— TEXTE PROPOSÉ —
┄┄┄┄┄┄
Dossier : IMM-6006-19

Référence : 2021 CF 1211

[TRADUCTION FRANÇAISE]

Ottawa (Ontario), le 9 novembre 2021

En présence de monsieur le juge Favel

ENTRE :

SRINA NAIR MANIKANDAN

demanderesse

et

LE MINISTRE DE LA CITOYENNETÉ ET L’IMMIGRATION

défendeur

JUGEMENT ET MOTIFS

I. Nature de l’affaire

[1] La Cour est saisie d’une demande de contrôle judiciaire présentée conformément au paragraphe 72(1) de la Loi sur l’immigration et la protection des réfugiés, LC 2001, c 27 [la LIPR], à l’encontre de la décision datée du 9 août 2019 [la décision] par laquelle un agent des visas a refusé la demande de permis de travail déposée par la demanderesse et annulé son visa de résident temporaire [VRT]. La demanderesse s’était vu délivrer un VRT le 2 mai 2019.

[2] La demanderesse sollicite une ordonnance annulant la décision et renvoyant l’affaire à un nouvel agent afin qu’il lui délivre à nouveau un VRT et qu’il reprenne l’étude de sa demande de permis de travail.

[3] La demande de contrôle judiciaire est accueillie.

II. Contexte

[4] La demanderesse est citoyenne de l’Inde et résidente temporaire de la Pologne. En février 2019, les parents de la demanderesse ont entrepris de lui organiser un éventuel mariage arrangé. La demanderesse a eu des conversations en ligne avec son époux pressenti, Jishnu Prasad Krishnakumar, alors qu’elle séjournait en Pologne. À l’heure actuelle, Jishnu vit au Canada, où il détient un permis d’études.

[5] En avril 2019, la demanderesse a avisé ses parents qu’elle consentait au mariage. Le 22 avril 2019, la demanderesse a présenté une demande de VRT à l’ambassade du Canada à Varsovie, en Pologne. Elle a déclaré que l’objet de son séjour était de faire du tourisme et de rendre visite à un ami, Don Davis. Le 29 avril 2919, les parents de la demanderesse et de Jishnu ont procédé depuis l’Inde à une cérémonie de fiançailles en ligne.

[6] Le 2 mai 2019, la demanderesse s’est vu délivrer un VRT d’une durée de quatre ans. Le 10 mai 2019, elle est arrivée au Canada, où elle devait rendre visite à son ami Don. Jishnu, qui poursuivait ses études en Nouvelle-Écosse, lui a fait la surprise de venir la rejoindre à Toronto. Le 12 mai 2019, Jishnu l’a demandée en mariage. Le 14 mai 2019, Jishnu et la demanderesse ont obtenu un permis de mariage et, le 17 mai, ils se sont mariés. La demanderesse est retournée en Pologne le 19 mai 2019.
┄┄┄┄┄┄
(Données)
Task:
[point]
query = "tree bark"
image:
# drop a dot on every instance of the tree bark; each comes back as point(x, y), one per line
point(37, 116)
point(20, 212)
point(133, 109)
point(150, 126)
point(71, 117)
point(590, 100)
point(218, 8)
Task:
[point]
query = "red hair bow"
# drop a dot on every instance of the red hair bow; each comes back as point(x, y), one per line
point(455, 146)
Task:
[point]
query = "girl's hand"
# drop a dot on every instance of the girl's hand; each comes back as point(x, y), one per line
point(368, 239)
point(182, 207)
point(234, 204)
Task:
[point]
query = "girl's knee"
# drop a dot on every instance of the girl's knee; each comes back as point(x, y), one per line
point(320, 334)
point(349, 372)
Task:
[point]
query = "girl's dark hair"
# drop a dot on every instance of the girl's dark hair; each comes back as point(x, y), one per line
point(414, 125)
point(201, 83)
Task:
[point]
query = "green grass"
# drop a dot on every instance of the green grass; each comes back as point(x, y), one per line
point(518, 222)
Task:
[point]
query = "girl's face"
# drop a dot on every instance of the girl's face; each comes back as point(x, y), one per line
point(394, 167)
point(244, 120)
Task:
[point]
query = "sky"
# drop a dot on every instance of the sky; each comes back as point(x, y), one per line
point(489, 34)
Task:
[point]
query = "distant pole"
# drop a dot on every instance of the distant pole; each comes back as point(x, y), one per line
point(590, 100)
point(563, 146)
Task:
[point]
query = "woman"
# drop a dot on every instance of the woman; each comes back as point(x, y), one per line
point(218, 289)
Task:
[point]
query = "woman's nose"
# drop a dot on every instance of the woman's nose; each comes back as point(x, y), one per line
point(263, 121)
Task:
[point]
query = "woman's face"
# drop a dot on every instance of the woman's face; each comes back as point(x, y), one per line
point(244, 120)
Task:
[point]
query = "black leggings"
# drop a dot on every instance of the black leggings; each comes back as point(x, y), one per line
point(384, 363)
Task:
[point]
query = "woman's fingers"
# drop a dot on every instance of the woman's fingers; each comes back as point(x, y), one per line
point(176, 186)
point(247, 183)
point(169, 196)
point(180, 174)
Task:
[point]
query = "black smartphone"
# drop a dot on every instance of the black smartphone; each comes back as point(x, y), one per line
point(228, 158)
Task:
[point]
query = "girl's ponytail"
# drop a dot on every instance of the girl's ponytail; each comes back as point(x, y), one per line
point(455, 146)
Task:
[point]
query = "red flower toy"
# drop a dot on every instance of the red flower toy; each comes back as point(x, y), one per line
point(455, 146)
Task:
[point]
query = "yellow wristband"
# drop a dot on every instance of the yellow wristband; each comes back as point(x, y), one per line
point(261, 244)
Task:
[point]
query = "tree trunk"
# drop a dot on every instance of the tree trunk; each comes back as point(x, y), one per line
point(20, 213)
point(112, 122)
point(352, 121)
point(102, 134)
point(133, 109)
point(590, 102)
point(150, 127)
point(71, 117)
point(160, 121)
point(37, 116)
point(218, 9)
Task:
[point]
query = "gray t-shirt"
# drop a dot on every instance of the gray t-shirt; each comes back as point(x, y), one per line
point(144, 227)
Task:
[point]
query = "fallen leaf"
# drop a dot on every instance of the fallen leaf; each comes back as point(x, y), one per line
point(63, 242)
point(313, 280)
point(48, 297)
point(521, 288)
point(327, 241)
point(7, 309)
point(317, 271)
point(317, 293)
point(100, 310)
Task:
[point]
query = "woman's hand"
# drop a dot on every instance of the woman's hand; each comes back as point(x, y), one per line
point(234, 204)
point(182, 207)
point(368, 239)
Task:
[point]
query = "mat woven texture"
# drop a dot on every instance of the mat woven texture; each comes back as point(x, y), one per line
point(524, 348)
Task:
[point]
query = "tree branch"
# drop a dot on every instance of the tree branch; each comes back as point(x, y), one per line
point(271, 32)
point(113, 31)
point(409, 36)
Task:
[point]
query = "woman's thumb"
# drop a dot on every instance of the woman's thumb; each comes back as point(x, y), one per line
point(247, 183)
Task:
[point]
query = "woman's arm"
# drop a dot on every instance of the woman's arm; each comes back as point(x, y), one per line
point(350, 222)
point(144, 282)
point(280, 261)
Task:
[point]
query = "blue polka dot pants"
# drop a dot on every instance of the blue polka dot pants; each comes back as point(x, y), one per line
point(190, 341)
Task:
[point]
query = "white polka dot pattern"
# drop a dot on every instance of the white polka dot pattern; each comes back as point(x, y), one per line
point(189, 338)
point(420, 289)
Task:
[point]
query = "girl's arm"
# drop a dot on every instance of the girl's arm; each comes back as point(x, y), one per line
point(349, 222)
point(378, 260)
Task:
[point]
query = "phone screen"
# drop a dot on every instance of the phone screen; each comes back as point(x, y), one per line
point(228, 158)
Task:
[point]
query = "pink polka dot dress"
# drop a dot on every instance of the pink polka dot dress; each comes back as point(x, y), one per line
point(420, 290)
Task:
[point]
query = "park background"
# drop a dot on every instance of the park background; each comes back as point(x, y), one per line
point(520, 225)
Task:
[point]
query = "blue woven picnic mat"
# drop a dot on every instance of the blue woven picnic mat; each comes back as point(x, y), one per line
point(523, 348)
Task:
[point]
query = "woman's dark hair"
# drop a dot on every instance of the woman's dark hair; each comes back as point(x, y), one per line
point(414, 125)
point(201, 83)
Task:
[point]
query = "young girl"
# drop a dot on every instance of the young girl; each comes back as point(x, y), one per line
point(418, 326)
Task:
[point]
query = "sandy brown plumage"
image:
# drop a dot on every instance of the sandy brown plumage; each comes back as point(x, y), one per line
┄┄┄┄┄┄
— CONSIGNE —
Relevez toutes les personnes désignées par leur nom dans le jugement présenté plus haut.

— RÉPONSE ATTENDUE —
- Srina Nair Manikandan
- le juge Favel
- Jishnu Prasad Krishnakumar
- Don Davis